Stephanie is now released and living in Northern California, but while incarcerated her beloved father passed away. Stephanie will never recover the time she lost or the moments with her family that were cruelly taken from her by the federal government.
In 2013 James (Jimmy) Romans was convicted of a nonviolent marijuana conspiracy charge and sentenced to life in federal prison.
He was taken from his home and family, including three kids, in Indiana and relocated to a prison in Texas, and then to Kentucky.
If granted clemency, Jimmy says he would use his time to repair his relationship with his family including his two youngest children who he has not had contact with for almost nine years. ⠀
At the age of 25 he was on track to be one of the youngest operators of a vertically integrated company in the industry. Then in 2014 he was arrested and sentenced to 55-months in federal prison as a first-time non-violent cannabis offender.
In 2018 Andrew was released and despite everything he'd endured he worked to rebuild his life. We are so proud that Andrew has graduated with his MBA from Boston University.
After being diagnosed with lung cancer, Steven was sentenced to ten years in a Missouri state prison for growing cannabis. At trial, his public defender argued for leniency, noting that Missouri had legalized medical marijuana in the intervening years and that the state stood little to gain from imprisoning a seriously sick man.
It is with great dismay we must inform you that Steven passed just one month shy of his 60th birthday.
William Underwood is a devoted father of four, grandfather of three and a former music industry executive who promoted, managed and jumpstarted the careers of top R&B and pop stars of the 80s.
But in 1990, prosecutors, hoping to get a lengthy sentence during the War on Drugs era, pegged him as the leader of a drug conspiracy and was sentenced to 3 mandatory minimum sentences of 20 years on drug conspiracy charges, plus a 4th charge -- a life sentence without the possibility of parole.
An aging 65-year old model prisoner, father and grandfather, he continues to fight for executive clemency.

▶ [Task instructions]:
In the text about people imprisoned on cannabis charges, what degree did Andrew graduate with, and from which university?

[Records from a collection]
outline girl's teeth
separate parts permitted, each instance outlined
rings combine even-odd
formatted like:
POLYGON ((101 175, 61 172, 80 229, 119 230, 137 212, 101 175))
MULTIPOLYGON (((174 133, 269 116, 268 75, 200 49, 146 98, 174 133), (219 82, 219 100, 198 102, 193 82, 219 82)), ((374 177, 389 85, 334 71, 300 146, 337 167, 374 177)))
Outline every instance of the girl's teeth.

--

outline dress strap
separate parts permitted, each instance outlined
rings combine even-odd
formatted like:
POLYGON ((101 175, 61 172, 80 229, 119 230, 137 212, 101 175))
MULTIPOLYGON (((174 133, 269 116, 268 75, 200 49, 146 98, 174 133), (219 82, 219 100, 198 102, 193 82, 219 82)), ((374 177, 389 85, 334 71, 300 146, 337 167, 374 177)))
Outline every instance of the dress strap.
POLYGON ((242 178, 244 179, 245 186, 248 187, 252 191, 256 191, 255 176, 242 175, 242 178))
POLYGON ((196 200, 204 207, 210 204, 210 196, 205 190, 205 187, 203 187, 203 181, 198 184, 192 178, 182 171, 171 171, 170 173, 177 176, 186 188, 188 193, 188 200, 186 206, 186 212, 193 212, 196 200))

▶ [Written answer]:
An MBA from Boston University.